» Source material
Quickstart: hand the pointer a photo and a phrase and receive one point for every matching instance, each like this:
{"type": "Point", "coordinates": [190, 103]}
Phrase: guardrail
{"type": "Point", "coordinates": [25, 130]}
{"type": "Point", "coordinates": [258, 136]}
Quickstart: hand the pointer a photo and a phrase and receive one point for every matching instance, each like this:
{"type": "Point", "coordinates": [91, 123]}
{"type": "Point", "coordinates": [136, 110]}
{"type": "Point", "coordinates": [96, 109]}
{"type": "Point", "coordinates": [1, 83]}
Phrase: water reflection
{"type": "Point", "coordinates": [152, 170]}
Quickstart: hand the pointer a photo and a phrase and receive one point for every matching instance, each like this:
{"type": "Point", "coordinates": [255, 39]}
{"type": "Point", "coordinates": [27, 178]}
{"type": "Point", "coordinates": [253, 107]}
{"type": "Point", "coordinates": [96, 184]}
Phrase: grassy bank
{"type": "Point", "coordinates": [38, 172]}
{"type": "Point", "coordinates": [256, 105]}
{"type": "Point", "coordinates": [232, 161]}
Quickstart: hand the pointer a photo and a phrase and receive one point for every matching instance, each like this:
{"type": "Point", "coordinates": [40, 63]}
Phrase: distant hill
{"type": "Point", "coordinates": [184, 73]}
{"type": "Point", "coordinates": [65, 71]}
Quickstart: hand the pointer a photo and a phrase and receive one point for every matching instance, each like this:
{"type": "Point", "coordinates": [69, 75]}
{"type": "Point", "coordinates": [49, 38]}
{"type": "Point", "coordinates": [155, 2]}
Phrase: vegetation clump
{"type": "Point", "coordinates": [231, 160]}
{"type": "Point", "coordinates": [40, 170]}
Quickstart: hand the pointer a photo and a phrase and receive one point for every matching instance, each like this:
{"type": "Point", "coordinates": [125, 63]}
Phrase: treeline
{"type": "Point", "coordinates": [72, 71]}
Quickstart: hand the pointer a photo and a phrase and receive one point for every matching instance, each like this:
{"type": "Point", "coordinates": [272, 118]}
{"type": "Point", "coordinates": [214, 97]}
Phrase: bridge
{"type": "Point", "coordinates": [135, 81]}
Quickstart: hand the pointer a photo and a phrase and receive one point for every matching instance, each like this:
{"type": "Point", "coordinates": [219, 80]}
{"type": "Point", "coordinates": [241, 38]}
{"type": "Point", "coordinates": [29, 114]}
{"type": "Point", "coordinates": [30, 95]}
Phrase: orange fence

» Work to be completed
All of the records should be transcribed exactly, with nothing left out.

» Output of the task
Quickstart: hand the pointer a photo and a phrase and receive one point for every matching instance, each like this:
{"type": "Point", "coordinates": [190, 103]}
Phrase: guardrail
{"type": "Point", "coordinates": [25, 130]}
{"type": "Point", "coordinates": [258, 136]}
Quickstart: hand the pointer a photo and a phrase and receive one point for every matching instance, each like this:
{"type": "Point", "coordinates": [91, 123]}
{"type": "Point", "coordinates": [136, 110]}
{"type": "Point", "coordinates": [96, 109]}
{"type": "Point", "coordinates": [1, 83]}
Phrase: water reflection
{"type": "Point", "coordinates": [152, 170]}
Quickstart: hand the pointer a photo and a phrase and receive one point for every matching instance, each like this:
{"type": "Point", "coordinates": [255, 39]}
{"type": "Point", "coordinates": [27, 178]}
{"type": "Point", "coordinates": [253, 107]}
{"type": "Point", "coordinates": [96, 184]}
Phrase: grassy bank
{"type": "Point", "coordinates": [38, 172]}
{"type": "Point", "coordinates": [256, 105]}
{"type": "Point", "coordinates": [232, 161]}
Quickstart: hand the pointer a photo and a phrase and receive one point for every matching instance, each like this:
{"type": "Point", "coordinates": [40, 63]}
Phrase: distant hill
{"type": "Point", "coordinates": [184, 73]}
{"type": "Point", "coordinates": [65, 71]}
Quickstart: hand the pointer a photo and a phrase and receive one point for every matching instance, each like this:
{"type": "Point", "coordinates": [69, 75]}
{"type": "Point", "coordinates": [49, 38]}
{"type": "Point", "coordinates": [155, 2]}
Phrase: vegetation clump
{"type": "Point", "coordinates": [231, 160]}
{"type": "Point", "coordinates": [40, 170]}
Quickstart: hand the pointer a photo and a phrase and receive one point for every matching instance, each like this:
{"type": "Point", "coordinates": [125, 63]}
Phrase: treeline
{"type": "Point", "coordinates": [72, 71]}
Quickstart: hand the pointer a photo and a phrase and receive one point for every matching instance, each like this:
{"type": "Point", "coordinates": [272, 118]}
{"type": "Point", "coordinates": [214, 97]}
Phrase: bridge
{"type": "Point", "coordinates": [135, 81]}
Quickstart: hand the pointer a photo and a phrase and receive one point for every matching instance, each like this:
{"type": "Point", "coordinates": [219, 80]}
{"type": "Point", "coordinates": [241, 38]}
{"type": "Point", "coordinates": [29, 114]}
{"type": "Point", "coordinates": [30, 95]}
Phrase: orange fence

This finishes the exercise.